THE REQUEST:
Beginning at the line containing "the woman's eyeglasses", output every line to the end of the data below exactly as it appears.

— Begin GIVEN RECORDS —

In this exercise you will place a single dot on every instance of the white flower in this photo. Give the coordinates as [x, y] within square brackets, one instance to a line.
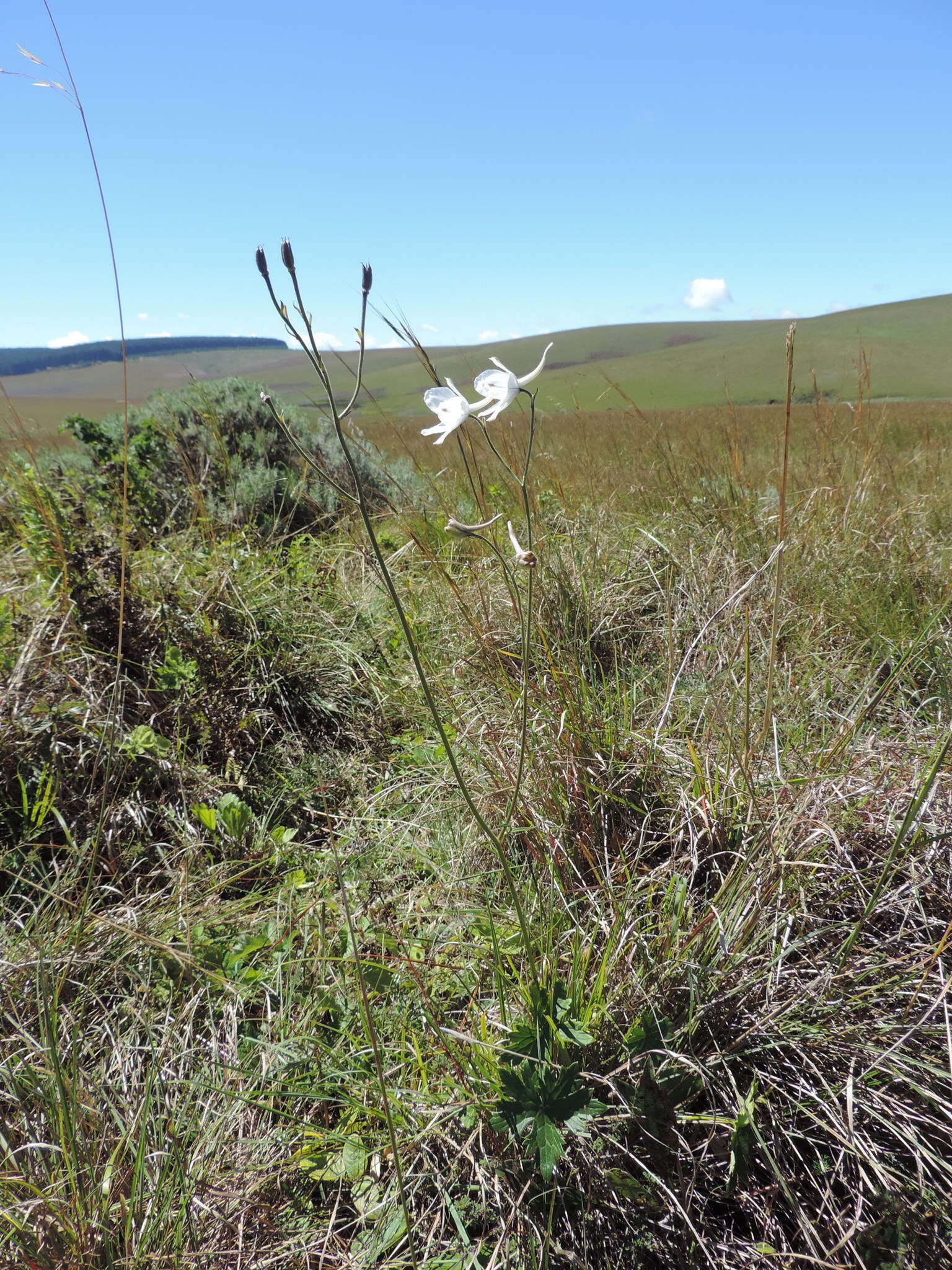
[451, 408]
[501, 386]
[526, 558]
[469, 530]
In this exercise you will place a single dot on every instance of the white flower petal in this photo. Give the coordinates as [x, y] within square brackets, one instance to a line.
[532, 375]
[434, 398]
[495, 384]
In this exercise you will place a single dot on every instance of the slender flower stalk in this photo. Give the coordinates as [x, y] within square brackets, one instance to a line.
[493, 837]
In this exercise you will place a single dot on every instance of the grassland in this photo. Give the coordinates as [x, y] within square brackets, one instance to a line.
[658, 365]
[272, 997]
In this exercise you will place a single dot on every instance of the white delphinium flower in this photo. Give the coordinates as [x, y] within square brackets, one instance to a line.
[501, 386]
[469, 530]
[522, 557]
[451, 408]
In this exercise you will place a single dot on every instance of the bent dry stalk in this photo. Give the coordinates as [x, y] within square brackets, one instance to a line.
[358, 497]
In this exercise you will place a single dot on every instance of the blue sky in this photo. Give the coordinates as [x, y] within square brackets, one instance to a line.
[508, 169]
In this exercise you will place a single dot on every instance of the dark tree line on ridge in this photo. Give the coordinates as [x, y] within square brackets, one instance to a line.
[25, 361]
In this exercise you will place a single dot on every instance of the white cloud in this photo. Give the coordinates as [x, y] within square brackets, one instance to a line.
[75, 337]
[707, 294]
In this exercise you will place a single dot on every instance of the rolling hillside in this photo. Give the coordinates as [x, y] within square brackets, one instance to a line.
[684, 363]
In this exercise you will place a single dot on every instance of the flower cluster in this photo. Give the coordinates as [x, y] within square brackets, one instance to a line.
[496, 389]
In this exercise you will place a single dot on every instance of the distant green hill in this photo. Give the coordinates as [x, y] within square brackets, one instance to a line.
[29, 361]
[689, 363]
[682, 363]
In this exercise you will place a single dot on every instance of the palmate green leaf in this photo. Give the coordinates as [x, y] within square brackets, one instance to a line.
[550, 1145]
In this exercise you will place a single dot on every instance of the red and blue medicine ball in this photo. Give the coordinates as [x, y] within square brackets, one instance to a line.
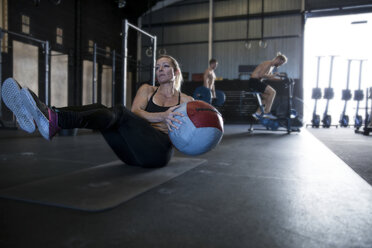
[201, 129]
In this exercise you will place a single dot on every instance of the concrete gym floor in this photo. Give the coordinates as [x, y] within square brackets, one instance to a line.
[262, 189]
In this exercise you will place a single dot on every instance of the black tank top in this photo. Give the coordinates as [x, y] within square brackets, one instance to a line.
[153, 108]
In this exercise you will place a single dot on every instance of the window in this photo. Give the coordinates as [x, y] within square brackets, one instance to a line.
[25, 24]
[59, 36]
[90, 46]
[4, 24]
[108, 51]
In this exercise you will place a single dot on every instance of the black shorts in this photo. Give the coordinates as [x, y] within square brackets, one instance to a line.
[255, 84]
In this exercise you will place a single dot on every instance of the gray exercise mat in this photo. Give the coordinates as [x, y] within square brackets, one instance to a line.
[98, 188]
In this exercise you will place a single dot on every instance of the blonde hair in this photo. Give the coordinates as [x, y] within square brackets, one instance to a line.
[282, 57]
[176, 67]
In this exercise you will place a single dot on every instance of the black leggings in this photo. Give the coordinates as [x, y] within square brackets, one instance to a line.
[132, 138]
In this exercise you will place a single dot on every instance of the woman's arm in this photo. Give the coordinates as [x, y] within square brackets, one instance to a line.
[140, 102]
[139, 105]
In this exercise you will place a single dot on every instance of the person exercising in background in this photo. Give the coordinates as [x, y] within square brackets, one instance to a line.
[265, 71]
[210, 77]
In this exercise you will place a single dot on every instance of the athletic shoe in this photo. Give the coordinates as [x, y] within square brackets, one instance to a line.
[46, 119]
[269, 116]
[10, 93]
[256, 116]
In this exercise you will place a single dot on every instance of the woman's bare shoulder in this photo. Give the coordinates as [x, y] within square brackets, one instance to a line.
[186, 98]
[146, 89]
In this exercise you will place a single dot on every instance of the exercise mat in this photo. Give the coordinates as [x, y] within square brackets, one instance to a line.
[98, 188]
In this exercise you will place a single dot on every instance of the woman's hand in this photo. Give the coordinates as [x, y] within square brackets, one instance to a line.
[170, 118]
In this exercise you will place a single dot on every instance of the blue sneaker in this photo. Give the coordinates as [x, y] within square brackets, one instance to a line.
[11, 95]
[269, 116]
[46, 119]
[256, 116]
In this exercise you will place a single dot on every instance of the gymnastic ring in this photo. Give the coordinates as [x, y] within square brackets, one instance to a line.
[262, 44]
[162, 51]
[149, 52]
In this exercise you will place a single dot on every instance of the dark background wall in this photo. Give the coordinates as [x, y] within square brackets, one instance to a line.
[81, 21]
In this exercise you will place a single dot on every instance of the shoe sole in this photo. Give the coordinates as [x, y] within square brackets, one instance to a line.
[10, 93]
[267, 117]
[41, 120]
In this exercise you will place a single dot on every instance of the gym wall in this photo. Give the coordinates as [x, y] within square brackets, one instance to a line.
[186, 33]
[81, 21]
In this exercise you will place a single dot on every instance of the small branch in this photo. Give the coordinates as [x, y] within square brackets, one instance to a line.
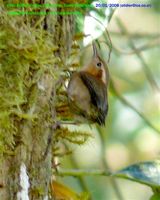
[135, 35]
[49, 141]
[82, 172]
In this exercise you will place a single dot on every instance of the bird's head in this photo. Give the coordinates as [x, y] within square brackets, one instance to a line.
[97, 67]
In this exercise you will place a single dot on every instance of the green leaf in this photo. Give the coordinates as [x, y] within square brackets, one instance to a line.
[155, 197]
[147, 173]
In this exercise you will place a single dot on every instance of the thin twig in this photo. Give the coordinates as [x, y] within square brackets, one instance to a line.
[82, 172]
[49, 141]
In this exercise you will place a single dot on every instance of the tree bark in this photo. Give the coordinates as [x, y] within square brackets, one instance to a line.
[29, 156]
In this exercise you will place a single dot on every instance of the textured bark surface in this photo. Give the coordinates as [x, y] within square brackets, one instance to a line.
[30, 142]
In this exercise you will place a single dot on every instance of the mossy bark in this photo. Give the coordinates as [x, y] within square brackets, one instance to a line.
[30, 139]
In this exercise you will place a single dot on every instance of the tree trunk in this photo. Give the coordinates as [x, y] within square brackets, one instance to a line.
[25, 171]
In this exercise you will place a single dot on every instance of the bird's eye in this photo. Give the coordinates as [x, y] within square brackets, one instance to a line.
[99, 64]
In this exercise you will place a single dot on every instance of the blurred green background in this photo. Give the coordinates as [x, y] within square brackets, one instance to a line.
[127, 138]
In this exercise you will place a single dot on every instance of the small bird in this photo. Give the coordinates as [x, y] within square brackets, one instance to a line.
[87, 90]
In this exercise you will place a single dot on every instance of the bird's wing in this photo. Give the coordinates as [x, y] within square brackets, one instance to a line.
[98, 93]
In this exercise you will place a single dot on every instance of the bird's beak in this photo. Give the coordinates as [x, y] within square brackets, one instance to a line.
[95, 52]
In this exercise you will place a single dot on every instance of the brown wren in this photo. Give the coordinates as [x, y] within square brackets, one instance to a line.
[87, 90]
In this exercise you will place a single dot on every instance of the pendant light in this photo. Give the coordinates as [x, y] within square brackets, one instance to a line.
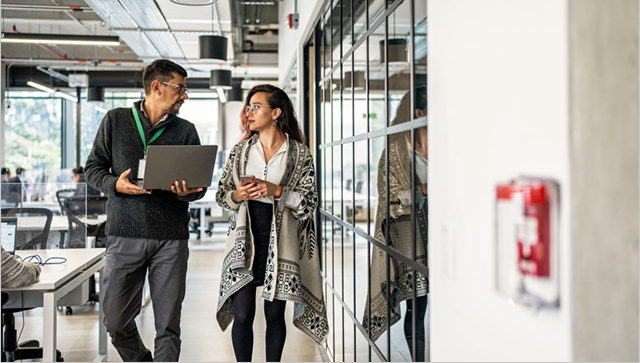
[220, 78]
[95, 94]
[213, 46]
[397, 48]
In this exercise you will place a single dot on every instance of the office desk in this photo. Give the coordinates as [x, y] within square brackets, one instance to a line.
[58, 223]
[56, 281]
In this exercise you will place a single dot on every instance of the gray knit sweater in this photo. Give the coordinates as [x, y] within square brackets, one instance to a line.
[118, 147]
[16, 273]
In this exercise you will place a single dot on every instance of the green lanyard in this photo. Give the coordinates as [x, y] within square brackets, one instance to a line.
[144, 140]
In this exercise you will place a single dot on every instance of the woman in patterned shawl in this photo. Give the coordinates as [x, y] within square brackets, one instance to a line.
[271, 239]
[399, 225]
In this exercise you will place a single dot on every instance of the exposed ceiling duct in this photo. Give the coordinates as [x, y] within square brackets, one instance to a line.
[131, 19]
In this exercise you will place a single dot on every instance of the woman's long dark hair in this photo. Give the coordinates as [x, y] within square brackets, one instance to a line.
[277, 98]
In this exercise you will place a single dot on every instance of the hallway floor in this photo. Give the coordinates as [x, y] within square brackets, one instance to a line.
[202, 338]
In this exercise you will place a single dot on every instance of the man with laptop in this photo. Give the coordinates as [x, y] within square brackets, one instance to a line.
[146, 229]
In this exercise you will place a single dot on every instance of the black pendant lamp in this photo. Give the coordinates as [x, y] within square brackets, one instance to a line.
[213, 47]
[220, 78]
[235, 94]
[95, 94]
[397, 51]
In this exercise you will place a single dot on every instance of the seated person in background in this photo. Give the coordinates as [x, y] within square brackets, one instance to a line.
[6, 175]
[16, 273]
[77, 175]
[14, 192]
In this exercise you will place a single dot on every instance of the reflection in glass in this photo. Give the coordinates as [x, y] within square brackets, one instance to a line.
[398, 226]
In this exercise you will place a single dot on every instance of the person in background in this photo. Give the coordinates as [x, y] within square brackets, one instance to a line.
[397, 225]
[16, 273]
[15, 192]
[271, 240]
[77, 175]
[6, 175]
[146, 231]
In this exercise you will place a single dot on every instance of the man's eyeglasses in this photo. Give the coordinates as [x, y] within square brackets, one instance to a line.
[253, 108]
[181, 88]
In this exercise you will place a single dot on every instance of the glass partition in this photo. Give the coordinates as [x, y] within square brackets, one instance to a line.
[50, 215]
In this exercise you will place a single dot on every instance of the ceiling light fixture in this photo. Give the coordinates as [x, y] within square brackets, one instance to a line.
[66, 96]
[221, 96]
[53, 73]
[40, 87]
[220, 78]
[193, 2]
[213, 46]
[235, 94]
[59, 39]
[95, 94]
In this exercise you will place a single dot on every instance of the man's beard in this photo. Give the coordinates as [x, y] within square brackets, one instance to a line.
[174, 109]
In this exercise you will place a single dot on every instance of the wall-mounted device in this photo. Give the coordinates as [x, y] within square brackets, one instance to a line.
[527, 221]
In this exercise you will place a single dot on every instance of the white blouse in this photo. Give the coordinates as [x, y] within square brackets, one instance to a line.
[272, 172]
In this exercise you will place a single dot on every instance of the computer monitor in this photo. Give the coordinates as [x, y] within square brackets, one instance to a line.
[96, 205]
[9, 226]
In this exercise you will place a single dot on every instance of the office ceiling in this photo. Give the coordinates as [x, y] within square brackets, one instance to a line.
[148, 29]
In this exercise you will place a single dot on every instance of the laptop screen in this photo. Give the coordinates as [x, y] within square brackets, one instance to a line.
[9, 235]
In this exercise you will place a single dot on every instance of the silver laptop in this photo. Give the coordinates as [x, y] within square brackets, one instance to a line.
[166, 164]
[9, 227]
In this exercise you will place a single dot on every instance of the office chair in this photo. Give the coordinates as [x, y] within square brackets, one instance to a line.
[39, 241]
[12, 350]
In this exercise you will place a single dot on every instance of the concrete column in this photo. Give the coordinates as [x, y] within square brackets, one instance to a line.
[604, 130]
[3, 88]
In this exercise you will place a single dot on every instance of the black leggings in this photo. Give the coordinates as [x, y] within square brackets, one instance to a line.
[420, 311]
[244, 310]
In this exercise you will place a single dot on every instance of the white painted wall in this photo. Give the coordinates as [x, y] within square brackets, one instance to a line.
[498, 108]
[288, 39]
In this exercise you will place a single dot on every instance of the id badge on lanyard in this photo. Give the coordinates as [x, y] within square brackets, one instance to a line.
[142, 163]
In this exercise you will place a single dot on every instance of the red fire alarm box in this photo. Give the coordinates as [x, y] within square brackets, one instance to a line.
[527, 212]
[293, 20]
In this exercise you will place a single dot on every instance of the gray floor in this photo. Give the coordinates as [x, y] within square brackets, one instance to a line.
[202, 338]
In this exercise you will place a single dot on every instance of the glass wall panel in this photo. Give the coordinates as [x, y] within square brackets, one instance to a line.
[377, 182]
[346, 22]
[336, 35]
[326, 36]
[400, 23]
[377, 76]
[337, 106]
[360, 120]
[376, 9]
[347, 99]
[362, 264]
[33, 134]
[420, 42]
[361, 186]
[378, 281]
[359, 19]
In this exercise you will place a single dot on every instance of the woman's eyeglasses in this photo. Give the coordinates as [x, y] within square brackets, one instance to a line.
[253, 108]
[181, 89]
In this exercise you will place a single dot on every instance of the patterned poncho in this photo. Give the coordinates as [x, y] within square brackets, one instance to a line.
[293, 268]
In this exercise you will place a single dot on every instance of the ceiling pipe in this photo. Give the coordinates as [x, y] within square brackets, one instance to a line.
[17, 7]
[63, 56]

— End GIVEN RECORDS —

FINISHED ANSWER:
In this exercise you will place a single dot on every instance of the woman's eyeglasses in this photo. Give the coordinates as [x, y] within square brackets, one instance to a line.
[253, 108]
[181, 89]
In this exercise you will place a single dot on every instance of the patterned poncho in this photo. Give the coordinates as [x, y] within square brackets, one instance to a line.
[293, 268]
In this exercise you will place a single dot on every instance of the ceiling pipe in this photo. Give the coordinates as [x, y] within square brackets, one instance to a line.
[17, 7]
[63, 56]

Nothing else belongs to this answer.